- Directive
Please return every line of the material below that contains the string "outcrop", copying each line in full. Treat matches as case-sensitive.

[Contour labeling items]
☆ ☆ ☆

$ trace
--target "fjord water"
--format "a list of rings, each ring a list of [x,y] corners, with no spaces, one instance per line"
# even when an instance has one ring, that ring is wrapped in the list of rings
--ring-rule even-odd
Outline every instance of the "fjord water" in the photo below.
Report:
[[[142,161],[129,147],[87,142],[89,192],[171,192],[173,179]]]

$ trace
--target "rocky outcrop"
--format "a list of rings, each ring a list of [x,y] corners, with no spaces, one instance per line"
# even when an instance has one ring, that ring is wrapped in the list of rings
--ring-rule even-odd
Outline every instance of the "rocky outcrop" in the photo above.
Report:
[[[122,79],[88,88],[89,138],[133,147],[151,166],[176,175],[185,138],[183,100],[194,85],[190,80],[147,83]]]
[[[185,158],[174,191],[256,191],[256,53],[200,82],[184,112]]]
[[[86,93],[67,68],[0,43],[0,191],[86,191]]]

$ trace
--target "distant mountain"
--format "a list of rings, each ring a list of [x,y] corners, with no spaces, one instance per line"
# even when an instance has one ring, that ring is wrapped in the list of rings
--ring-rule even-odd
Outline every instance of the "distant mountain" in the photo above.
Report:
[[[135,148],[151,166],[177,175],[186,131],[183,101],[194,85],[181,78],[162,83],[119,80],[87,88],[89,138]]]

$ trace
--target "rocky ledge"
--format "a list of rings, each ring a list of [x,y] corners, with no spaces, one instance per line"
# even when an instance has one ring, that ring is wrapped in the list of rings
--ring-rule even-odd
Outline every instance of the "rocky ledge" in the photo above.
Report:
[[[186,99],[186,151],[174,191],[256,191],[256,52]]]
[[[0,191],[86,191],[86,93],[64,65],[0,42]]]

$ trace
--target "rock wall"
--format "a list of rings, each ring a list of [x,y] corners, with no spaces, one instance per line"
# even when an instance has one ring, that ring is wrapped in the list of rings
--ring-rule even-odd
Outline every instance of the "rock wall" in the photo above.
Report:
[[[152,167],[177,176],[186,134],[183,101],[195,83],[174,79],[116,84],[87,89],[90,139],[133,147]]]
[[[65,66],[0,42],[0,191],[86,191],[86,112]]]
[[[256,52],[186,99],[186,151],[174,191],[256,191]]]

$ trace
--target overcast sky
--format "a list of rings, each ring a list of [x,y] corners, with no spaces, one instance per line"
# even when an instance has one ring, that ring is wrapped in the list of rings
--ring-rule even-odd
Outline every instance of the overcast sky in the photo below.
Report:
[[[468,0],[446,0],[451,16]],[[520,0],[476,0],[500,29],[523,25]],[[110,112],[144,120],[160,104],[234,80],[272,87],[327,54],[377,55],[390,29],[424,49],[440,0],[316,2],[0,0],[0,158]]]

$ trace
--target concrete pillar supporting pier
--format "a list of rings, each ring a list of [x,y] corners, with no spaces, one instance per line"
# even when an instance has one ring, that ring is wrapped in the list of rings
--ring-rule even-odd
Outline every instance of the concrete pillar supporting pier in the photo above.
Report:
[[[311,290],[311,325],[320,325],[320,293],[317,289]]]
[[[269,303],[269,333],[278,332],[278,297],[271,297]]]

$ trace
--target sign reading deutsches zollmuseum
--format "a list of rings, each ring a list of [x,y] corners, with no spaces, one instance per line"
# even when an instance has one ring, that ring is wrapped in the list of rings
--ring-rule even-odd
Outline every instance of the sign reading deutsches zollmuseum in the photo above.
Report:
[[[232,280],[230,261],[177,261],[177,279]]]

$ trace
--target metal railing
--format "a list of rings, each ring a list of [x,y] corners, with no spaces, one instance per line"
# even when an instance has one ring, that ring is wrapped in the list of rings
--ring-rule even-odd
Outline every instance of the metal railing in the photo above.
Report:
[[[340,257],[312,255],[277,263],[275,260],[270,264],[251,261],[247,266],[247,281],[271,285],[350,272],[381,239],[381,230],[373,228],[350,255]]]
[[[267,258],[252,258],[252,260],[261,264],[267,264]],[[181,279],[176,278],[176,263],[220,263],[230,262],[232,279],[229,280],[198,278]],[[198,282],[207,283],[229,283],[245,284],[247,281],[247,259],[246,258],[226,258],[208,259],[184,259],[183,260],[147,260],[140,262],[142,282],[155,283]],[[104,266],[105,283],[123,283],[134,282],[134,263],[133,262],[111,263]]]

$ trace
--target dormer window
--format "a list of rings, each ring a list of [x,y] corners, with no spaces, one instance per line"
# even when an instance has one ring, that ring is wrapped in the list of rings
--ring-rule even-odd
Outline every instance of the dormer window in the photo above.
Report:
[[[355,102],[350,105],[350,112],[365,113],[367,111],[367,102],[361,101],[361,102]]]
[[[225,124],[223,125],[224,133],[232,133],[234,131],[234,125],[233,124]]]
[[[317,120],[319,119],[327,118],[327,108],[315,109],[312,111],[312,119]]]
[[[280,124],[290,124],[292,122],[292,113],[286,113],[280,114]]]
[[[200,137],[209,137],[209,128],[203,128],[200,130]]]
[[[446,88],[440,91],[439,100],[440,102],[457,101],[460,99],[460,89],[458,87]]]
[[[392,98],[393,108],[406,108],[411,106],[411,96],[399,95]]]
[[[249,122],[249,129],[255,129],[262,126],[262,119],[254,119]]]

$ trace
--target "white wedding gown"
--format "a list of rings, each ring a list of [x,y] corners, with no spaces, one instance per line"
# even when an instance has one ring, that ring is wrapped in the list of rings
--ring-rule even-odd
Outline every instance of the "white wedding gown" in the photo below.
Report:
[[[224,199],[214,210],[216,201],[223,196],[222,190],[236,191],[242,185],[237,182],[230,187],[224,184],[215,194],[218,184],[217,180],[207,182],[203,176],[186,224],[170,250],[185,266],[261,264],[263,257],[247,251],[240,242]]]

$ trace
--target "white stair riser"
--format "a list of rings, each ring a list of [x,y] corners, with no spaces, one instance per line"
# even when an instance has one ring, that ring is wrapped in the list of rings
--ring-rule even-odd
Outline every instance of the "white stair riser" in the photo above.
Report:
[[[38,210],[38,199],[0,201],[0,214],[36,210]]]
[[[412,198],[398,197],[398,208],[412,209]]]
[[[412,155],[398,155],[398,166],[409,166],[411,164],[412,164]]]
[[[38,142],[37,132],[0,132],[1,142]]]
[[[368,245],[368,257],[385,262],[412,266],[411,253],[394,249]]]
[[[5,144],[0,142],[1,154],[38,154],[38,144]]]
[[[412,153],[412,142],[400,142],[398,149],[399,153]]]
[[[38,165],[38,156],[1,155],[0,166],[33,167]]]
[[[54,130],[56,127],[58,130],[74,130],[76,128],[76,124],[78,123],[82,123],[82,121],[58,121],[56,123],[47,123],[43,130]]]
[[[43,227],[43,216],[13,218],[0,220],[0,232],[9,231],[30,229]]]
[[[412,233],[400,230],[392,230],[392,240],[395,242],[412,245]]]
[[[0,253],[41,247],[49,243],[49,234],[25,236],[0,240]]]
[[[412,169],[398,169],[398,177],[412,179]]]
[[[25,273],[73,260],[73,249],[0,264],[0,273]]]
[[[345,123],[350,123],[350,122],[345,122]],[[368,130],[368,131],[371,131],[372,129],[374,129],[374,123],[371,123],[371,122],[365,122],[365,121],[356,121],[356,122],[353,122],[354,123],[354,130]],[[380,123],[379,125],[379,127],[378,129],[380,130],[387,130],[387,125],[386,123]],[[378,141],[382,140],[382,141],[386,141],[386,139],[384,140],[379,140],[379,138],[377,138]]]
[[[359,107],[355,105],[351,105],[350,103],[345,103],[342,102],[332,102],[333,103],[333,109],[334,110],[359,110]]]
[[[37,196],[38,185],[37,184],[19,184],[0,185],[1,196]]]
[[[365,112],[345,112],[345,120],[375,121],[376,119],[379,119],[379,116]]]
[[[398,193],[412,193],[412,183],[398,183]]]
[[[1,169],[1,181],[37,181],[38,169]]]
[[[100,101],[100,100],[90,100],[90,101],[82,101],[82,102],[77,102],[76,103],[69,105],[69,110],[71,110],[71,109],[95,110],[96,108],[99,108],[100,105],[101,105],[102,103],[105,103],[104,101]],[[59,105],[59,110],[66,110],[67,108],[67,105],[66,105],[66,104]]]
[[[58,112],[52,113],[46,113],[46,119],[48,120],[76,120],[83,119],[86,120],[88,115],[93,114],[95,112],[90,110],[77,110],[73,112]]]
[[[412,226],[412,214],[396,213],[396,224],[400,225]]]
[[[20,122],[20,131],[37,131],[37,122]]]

☆ ☆ ☆

- Solved problem
--target "rocky outcrop"
Outline every instance of the "rocky outcrop" in the photo above.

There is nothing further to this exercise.